_PROBLEM REQUIREMENTS_
Reproduce each of the entries that follow, exactly.

[Stored data entries]
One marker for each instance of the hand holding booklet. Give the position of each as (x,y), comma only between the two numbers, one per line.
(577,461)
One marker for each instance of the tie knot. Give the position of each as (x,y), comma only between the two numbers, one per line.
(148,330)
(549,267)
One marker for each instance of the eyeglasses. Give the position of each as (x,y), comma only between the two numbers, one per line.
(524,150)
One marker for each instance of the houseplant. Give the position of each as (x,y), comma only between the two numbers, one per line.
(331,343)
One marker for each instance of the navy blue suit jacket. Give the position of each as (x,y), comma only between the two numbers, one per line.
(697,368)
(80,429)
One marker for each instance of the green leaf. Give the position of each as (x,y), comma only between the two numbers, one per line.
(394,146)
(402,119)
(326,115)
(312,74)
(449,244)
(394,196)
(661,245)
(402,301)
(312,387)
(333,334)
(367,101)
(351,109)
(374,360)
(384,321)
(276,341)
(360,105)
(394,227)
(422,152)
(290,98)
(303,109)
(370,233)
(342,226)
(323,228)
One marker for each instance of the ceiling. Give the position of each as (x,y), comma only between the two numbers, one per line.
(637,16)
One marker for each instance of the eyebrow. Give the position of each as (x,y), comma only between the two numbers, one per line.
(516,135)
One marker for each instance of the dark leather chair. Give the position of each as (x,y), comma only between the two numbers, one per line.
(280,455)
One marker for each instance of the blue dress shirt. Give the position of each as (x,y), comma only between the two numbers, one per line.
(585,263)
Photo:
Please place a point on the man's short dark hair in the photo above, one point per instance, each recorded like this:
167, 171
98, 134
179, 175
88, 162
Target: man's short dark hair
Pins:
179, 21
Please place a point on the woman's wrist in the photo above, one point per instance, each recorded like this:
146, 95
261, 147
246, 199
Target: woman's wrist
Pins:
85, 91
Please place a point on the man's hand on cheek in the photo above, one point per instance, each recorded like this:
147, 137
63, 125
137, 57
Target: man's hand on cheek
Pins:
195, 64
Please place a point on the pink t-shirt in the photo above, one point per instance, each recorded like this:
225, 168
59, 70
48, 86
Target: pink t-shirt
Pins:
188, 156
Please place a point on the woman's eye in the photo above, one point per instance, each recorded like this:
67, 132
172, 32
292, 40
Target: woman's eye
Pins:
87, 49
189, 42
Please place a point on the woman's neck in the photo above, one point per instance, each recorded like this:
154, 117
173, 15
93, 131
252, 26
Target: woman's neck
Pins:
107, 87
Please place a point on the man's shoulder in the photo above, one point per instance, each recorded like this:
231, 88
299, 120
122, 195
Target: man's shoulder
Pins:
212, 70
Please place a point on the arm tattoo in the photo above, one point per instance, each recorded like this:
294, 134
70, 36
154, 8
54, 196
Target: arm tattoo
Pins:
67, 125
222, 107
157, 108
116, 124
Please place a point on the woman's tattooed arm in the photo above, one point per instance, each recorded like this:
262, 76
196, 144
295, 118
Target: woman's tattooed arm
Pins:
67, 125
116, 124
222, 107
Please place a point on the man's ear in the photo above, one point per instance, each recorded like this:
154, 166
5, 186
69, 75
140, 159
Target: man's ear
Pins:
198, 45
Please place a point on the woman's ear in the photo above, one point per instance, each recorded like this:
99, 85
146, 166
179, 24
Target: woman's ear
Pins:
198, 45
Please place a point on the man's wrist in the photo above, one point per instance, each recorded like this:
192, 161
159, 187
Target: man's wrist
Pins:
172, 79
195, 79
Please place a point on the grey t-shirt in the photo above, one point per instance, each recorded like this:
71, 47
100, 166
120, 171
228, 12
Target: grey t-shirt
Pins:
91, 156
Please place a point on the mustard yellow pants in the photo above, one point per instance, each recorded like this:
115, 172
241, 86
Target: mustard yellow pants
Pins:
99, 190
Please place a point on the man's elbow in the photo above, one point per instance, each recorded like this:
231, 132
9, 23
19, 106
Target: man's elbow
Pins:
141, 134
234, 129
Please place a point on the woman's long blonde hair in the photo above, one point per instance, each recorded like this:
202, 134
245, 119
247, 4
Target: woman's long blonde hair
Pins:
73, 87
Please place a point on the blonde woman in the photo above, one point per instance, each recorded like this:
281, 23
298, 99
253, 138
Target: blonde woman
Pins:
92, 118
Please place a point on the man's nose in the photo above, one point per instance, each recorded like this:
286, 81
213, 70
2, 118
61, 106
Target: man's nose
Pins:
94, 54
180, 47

_THE ANSWER_
One marker for each instance of the hand holding booklet. Give the position of each as (x,y), comma only between the two numbers, one per line.
(577,461)
One marker for each instance of the tie knot. Give the position of each as (x,y), comma only between the two numbers, one per line.
(148,330)
(549,267)
One marker for each instance of the eyeglasses. Give the position of each as (x,y), comma only between the two numbers, one per line.
(524,150)
One marker for each instance of the houseplant. Give the position of each as (x,y), comma only between the two numbers, one per line.
(331,343)
One marker for each instance of the navy blue suit jacket. Give the position of each as (x,y), comma only between the two numbers, one per line.
(697,368)
(80,429)
One marker for each instance of the green leaf. Give the position of each as (x,y), comma only between the two numbers, one per line.
(394,146)
(402,119)
(326,115)
(312,74)
(449,244)
(394,196)
(661,245)
(402,301)
(312,387)
(333,334)
(367,101)
(351,109)
(374,360)
(384,321)
(276,341)
(360,105)
(394,227)
(422,152)
(290,98)
(303,109)
(370,233)
(342,226)
(323,228)
One marker for each instance of the ceiling. Give the position of each as (x,y), comma only between the two numbers, one per line.
(637,16)
One marker for each instance of the eyebrow. Give the position of each as (x,y), comma only between the two numbers, one per line.
(516,135)
One marker for each instance of the dark leather chair. Give the position of each as (x,y), comma only between the two numbers, one per line.
(280,455)
One marker for each instance of the blue dress shirt. Give the position of each as (x,y), comma only between the two numbers, one per line.
(585,263)
Photo:
Please place a point on the man's short dark hair in the photo above, one point per instance, each recorded like this:
167, 171
98, 134
179, 175
88, 162
Target: man's short dark hair
Pins:
179, 21
Please place a point on the woman's wrist in the photo above, one point per instance, each recorded like this:
146, 95
261, 147
246, 199
Target: woman's wrist
Pins:
85, 91
Please place a point on the man's hand on cheek in the photo above, one point per instance, each recorded like this:
147, 137
63, 125
137, 57
Target: man's hand on cheek
Pins:
195, 64
Please place a point on the pink t-shirt in the photo above, one point per instance, each recorded like this:
225, 168
59, 70
48, 86
Target: pink t-shirt
Pins:
188, 156
Please place a point on the woman's eye in the photo above, one point per instance, each recorded like this:
67, 132
172, 32
292, 40
Target: woman's eye
Pins:
87, 49
189, 42
Please place a point on the woman's neck in the photo above, one point per instance, each recorded like this:
154, 117
173, 15
93, 131
252, 26
Target: woman's neck
Pins:
107, 87
Please place a point on the man's shoulder in the photo above, one point per instance, each recorded like this:
231, 88
299, 120
122, 195
Target: man's shoulder
Pins:
212, 70
Please place a point on the arm tattoo in the photo above, one point per instance, each recorded like this:
294, 134
70, 36
154, 8
54, 196
Target: arm tattoo
Pins:
67, 125
222, 107
157, 108
116, 124
Please place a point on the woman's tattooed arm in the photo above, one point per instance, each recorded like this:
262, 76
196, 144
295, 118
Target: woman's tattooed arm
Pins:
67, 125
116, 124
222, 107
Please place a point on the man's ear in the photo above, one point per instance, each recorded like this:
154, 166
5, 186
69, 75
140, 159
Target: man's ear
Pins:
198, 45
Please place a point on the woman's ear in the photo above, one point per instance, each recorded like this:
99, 85
146, 166
179, 24
Target: woman's ear
Pins:
198, 45
Please place a point on the man's wrist in the photo above, one point per instance, each recorded like this:
192, 161
159, 187
Target: man's wrist
Pins:
172, 79
195, 79
Please place a point on the grey t-shirt in the photo above, one point per instance, each recorded like this:
71, 47
100, 166
120, 171
228, 12
Target: grey t-shirt
Pins:
91, 156
Please place a point on the mustard yellow pants in the photo above, one point per instance, each recorded like this:
115, 172
241, 86
Target: mustard yellow pants
Pins:
99, 190
Please place a point on the man's elbow in the photo above, one point per instance, each recorded like this:
231, 132
9, 23
19, 106
Target: man's elbow
Pins:
141, 134
234, 129
Please place a point on the woman's long blonde hair in the photo above, one point per instance, each recorded like this:
202, 134
245, 119
247, 4
Target: woman's long blonde hair
Pins:
73, 87
Please place a point on the blonde woman in the photo above, one point per instance, each recorded like this:
281, 23
298, 99
253, 138
Target: blonde woman
Pins:
92, 118
Please place a point on the man's nose in the photo above, one point per instance, each recorded like this:
286, 81
213, 70
2, 118
61, 106
Target: man's nose
Pins:
94, 54
180, 47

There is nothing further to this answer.